## What the task asks
Arrange every line of the material below as a numbered list, leaving out the blank lines.

Collection entries:
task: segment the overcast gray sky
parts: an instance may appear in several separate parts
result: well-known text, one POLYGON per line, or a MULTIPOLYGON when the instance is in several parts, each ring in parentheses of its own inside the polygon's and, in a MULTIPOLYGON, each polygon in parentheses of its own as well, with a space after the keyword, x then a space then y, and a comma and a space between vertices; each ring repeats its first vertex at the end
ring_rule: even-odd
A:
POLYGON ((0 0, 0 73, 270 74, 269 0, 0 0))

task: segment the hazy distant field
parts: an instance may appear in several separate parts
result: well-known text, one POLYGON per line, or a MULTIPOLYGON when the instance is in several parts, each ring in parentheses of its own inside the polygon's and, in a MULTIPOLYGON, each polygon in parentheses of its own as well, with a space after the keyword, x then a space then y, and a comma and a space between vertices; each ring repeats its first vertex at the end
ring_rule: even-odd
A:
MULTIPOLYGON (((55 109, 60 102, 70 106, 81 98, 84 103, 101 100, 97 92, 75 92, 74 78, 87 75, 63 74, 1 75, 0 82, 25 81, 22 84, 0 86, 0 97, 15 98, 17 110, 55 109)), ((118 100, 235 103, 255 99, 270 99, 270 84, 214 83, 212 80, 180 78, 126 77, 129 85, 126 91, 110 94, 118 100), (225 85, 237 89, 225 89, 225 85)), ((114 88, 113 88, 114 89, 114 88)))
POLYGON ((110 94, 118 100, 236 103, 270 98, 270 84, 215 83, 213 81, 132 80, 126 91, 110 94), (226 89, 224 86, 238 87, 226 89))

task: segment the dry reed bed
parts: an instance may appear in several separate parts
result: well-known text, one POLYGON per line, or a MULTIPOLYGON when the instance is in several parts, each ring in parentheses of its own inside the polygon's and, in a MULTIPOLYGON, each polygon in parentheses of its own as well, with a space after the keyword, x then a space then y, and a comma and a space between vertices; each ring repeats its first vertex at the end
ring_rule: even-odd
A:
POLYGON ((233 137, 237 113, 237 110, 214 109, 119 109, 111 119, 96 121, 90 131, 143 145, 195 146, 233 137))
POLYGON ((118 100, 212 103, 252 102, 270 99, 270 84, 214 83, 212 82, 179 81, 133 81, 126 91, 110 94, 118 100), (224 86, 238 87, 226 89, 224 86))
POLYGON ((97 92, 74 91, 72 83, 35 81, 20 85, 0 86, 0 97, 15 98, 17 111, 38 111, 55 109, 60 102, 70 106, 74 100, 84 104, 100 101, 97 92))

## Response to the task
1. task: segment the overcast gray sky
2. parts: an instance may appear in several separate parts
3. result: well-known text, one POLYGON per line, or a MULTIPOLYGON when the instance is in several parts, each ring in parentheses of its own inside the polygon's and, in a MULTIPOLYGON, each polygon in parentheses of its own as well, with a space after the keyword, x then a space then y, and a comma and a space between vertices; each ring repeats its first vertex at the end
4. ring_rule: even-odd
5. A:
6. POLYGON ((0 0, 0 73, 270 74, 269 0, 0 0))
7. task: segment the hazy distant field
8. parts: an instance may appear in several separate parts
9. result: well-known text, one POLYGON per line, or a MULTIPOLYGON when the instance is in several parts, each ring in parentheses of its own inside the polygon's and, in a MULTIPOLYGON, each polygon in parentheses of its own as well, with a space after the keyword, x then a space then y, and a comma and a space between vertices; each ring repeats its first vertex at the end
10. ring_rule: even-odd
11. A:
12. MULTIPOLYGON (((55 109, 60 102, 70 106, 81 98, 84 103, 101 100, 97 92, 75 92, 74 78, 87 75, 63 74, 1 75, 0 82, 25 81, 22 84, 0 86, 0 97, 15 98, 17 110, 55 109)), ((118 100, 235 103, 255 99, 270 99, 270 84, 214 83, 212 80, 180 78, 126 77, 129 85, 126 91, 110 94, 118 100), (225 85, 237 89, 225 89, 225 85)), ((114 88, 113 88, 114 89, 114 88)))
13. POLYGON ((110 94, 118 100, 236 103, 270 98, 270 84, 215 83, 213 81, 132 80, 126 91, 110 94), (226 89, 224 86, 238 87, 226 89))
14. task: segment the dry reed bed
15. parts: an instance may appear in several separate parts
16. result: well-known text, one POLYGON per line, or a MULTIPOLYGON when the instance is in several parts, each ring in parentheses of its own inside the polygon's and, in a MULTIPOLYGON, each polygon in parentheses of its own as well, with a space after the keyword, x then a space then y, and a comma and a space between vertices; each ring repeats its first vertex at the end
17. ring_rule: even-odd
18. A:
19. POLYGON ((233 137, 237 113, 237 110, 214 109, 119 109, 111 119, 96 121, 90 131, 143 145, 195 146, 233 137))
20. POLYGON ((118 100, 212 103, 252 102, 270 99, 270 84, 214 83, 212 82, 179 81, 133 81, 126 91, 110 94, 118 100), (224 86, 238 87, 226 89, 224 86))
21. POLYGON ((97 92, 74 91, 72 83, 35 81, 20 85, 0 86, 0 97, 15 98, 17 111, 38 111, 55 109, 60 102, 70 106, 74 100, 84 104, 100 101, 97 92))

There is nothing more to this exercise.